**Raw data:**

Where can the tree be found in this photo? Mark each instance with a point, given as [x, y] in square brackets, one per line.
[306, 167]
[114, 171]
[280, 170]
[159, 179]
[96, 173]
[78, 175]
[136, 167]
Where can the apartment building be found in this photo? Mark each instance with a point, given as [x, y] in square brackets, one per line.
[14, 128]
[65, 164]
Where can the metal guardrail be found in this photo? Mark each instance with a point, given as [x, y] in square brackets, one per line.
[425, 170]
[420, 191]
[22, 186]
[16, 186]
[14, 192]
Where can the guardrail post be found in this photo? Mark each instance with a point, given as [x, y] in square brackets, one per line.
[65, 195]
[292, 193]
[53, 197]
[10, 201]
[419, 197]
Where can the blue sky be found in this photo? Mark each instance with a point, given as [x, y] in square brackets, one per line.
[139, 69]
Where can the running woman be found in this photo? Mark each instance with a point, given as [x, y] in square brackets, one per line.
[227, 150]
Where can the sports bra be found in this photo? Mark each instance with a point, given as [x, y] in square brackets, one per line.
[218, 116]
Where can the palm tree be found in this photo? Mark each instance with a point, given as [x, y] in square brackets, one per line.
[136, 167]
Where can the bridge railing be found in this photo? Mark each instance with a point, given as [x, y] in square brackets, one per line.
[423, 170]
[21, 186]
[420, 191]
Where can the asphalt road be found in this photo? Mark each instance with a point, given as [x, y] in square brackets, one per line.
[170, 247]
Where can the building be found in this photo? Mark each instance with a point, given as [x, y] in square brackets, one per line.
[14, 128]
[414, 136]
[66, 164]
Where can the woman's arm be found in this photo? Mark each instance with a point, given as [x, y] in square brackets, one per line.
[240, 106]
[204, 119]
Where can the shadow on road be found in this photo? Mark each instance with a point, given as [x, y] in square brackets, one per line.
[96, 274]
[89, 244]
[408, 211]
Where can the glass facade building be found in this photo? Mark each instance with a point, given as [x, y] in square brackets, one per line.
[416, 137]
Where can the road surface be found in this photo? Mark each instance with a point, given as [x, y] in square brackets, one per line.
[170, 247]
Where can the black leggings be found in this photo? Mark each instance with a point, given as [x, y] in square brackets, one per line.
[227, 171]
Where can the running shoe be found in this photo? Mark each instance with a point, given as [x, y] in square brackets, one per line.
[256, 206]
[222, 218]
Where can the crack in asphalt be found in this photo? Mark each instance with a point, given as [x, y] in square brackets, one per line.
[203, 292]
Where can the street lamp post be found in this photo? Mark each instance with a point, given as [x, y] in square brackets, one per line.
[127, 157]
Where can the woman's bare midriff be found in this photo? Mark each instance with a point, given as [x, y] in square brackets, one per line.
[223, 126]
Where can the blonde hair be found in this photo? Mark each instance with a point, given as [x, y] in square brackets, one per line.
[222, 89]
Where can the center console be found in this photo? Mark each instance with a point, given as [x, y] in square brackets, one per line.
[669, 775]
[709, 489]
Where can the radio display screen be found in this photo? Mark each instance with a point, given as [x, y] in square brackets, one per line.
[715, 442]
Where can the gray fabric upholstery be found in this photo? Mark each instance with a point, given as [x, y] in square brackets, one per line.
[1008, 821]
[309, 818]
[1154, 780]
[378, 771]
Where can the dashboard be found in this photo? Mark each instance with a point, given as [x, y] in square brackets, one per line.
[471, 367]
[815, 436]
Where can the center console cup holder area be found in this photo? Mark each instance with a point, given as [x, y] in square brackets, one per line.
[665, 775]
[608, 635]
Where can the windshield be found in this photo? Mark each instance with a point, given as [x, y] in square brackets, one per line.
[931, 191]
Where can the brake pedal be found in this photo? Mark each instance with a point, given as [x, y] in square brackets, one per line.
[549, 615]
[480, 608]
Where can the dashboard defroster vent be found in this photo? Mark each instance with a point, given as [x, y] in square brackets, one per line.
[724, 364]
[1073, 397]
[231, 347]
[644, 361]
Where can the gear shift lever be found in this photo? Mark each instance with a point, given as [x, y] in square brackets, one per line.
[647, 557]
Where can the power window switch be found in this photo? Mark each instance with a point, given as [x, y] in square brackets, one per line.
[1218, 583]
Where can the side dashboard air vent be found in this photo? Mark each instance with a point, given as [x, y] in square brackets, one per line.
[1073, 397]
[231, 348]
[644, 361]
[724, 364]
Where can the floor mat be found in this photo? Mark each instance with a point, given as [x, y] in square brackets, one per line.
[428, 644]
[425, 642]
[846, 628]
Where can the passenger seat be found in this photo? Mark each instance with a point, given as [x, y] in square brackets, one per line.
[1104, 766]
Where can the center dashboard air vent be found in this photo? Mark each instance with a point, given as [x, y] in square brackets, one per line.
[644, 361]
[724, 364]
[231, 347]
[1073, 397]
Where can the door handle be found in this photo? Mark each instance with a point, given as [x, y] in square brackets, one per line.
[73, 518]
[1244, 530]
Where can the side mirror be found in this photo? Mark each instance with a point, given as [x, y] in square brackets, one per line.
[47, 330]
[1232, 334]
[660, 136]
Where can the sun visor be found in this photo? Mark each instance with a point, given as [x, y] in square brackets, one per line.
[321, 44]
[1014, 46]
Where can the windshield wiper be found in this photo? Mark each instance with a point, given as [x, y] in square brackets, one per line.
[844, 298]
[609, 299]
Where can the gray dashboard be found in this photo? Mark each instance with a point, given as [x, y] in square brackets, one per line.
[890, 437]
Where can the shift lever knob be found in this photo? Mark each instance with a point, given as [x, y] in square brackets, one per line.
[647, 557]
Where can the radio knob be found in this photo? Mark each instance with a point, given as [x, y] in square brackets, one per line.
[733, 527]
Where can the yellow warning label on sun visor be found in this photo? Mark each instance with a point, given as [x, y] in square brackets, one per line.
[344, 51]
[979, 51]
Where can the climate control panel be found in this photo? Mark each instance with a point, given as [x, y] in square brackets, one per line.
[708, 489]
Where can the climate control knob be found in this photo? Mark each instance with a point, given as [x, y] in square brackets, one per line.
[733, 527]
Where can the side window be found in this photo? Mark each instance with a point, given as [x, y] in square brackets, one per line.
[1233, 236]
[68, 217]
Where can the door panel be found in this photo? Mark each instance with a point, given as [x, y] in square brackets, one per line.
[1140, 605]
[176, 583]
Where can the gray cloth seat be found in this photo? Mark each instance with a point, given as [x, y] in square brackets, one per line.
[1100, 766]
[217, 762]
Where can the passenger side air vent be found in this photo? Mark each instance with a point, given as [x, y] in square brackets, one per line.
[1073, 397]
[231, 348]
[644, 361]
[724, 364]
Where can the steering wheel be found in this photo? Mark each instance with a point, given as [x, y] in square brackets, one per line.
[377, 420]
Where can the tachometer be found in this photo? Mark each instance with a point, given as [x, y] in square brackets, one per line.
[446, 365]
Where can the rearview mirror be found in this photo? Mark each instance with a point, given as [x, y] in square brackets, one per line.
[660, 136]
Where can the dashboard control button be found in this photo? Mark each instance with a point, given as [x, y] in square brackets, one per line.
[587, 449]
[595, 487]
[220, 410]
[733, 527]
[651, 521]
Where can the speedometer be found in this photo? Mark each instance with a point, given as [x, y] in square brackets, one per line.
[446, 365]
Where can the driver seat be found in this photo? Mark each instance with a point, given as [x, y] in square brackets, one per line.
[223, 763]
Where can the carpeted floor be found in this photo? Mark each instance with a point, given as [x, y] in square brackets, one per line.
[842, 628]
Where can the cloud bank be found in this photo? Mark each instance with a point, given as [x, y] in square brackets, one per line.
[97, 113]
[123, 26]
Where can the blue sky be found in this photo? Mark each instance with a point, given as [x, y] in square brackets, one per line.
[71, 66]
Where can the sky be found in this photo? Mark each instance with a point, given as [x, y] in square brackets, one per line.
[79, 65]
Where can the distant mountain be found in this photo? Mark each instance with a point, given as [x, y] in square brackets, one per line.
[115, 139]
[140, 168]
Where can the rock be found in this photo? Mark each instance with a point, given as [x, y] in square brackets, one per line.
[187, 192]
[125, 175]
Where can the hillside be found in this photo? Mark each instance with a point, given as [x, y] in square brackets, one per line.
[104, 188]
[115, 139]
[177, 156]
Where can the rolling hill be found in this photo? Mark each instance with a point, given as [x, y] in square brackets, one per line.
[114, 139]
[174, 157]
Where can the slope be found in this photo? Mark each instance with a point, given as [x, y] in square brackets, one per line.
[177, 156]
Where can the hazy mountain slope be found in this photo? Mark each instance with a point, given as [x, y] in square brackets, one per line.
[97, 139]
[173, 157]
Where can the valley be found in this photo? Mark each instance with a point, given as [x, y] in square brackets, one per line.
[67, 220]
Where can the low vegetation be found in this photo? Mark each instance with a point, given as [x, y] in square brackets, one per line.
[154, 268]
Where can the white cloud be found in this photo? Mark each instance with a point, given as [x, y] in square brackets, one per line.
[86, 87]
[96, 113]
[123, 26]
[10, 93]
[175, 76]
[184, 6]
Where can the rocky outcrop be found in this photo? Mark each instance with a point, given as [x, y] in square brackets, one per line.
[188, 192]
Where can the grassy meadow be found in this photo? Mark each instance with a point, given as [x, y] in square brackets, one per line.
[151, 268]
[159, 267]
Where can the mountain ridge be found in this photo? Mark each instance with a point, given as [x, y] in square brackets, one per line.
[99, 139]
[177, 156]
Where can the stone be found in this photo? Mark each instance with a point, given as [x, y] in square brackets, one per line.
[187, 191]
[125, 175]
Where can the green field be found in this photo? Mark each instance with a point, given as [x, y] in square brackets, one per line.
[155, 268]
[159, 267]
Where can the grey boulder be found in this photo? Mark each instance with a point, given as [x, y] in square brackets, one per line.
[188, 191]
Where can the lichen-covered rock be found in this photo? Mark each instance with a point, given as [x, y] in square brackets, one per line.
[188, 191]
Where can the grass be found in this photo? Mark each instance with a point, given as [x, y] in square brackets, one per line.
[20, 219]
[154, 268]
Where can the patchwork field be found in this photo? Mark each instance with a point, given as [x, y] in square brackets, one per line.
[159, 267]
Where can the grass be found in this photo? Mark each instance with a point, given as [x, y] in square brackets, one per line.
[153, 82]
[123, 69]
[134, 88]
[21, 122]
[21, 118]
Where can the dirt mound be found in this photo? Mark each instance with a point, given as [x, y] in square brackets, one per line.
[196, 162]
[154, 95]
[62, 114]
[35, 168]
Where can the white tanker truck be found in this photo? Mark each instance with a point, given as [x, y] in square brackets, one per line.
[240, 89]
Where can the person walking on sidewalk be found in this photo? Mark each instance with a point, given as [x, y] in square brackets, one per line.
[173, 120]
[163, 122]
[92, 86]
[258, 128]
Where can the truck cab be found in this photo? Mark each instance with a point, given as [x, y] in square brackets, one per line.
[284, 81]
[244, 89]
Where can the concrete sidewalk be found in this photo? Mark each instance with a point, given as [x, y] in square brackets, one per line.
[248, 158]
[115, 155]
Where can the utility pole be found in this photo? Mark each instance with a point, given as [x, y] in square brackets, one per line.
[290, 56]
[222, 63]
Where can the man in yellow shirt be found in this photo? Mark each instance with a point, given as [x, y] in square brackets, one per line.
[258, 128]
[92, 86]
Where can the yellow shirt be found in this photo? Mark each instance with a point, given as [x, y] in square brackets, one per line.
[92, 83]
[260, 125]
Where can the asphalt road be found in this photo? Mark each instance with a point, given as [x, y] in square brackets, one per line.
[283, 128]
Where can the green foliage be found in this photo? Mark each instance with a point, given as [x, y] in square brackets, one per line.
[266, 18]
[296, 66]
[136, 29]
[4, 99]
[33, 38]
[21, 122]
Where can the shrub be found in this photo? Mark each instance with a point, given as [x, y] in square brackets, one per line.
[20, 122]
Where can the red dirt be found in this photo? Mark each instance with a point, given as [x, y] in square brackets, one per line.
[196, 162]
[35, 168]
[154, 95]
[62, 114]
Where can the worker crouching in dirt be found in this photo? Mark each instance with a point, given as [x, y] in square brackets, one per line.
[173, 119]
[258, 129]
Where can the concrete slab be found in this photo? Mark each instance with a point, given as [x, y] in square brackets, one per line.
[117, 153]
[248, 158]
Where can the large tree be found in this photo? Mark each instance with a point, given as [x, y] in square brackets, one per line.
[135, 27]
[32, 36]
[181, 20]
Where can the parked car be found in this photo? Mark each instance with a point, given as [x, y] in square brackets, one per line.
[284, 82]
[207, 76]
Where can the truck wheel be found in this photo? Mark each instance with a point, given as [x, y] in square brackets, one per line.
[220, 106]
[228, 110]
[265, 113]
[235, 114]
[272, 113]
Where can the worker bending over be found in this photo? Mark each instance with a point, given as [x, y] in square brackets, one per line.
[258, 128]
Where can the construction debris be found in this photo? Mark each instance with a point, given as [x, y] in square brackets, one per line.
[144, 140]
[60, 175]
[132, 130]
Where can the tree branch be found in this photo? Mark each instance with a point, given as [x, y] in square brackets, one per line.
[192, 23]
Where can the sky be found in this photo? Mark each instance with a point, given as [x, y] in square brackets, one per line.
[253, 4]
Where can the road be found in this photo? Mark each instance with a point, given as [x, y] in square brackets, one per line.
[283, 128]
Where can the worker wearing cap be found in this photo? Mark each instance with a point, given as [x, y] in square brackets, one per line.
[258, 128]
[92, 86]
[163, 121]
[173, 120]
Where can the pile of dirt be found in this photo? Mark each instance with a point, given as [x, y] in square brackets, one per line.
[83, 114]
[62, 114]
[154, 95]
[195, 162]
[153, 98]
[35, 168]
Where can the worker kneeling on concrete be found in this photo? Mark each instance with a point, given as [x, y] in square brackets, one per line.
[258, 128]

**Your objective:** Reproduce only the lines from the line containing "Where can the road be" to the last line of the material above, both of those lines included.

**Result for this exercise:**
Where can the road be found in this photo? Mark each instance with a point, given as [x, y] in square brackets, one per line.
[283, 128]
Where can the worker wearing cap be found in this photo? Mark each instance with a point, given as [x, y] in square brackets, one per line.
[258, 128]
[92, 86]
[163, 121]
[173, 120]
Where can the pile of dirt be found in this photo? Mark each instance with a point, given as [x, y] in square brackets, one per line.
[83, 114]
[62, 114]
[154, 95]
[195, 162]
[153, 98]
[35, 168]
Where can the worker kneeling on concrete be found in this photo? Mark each instance with a point, given as [x, y] in square brackets, one per line.
[258, 128]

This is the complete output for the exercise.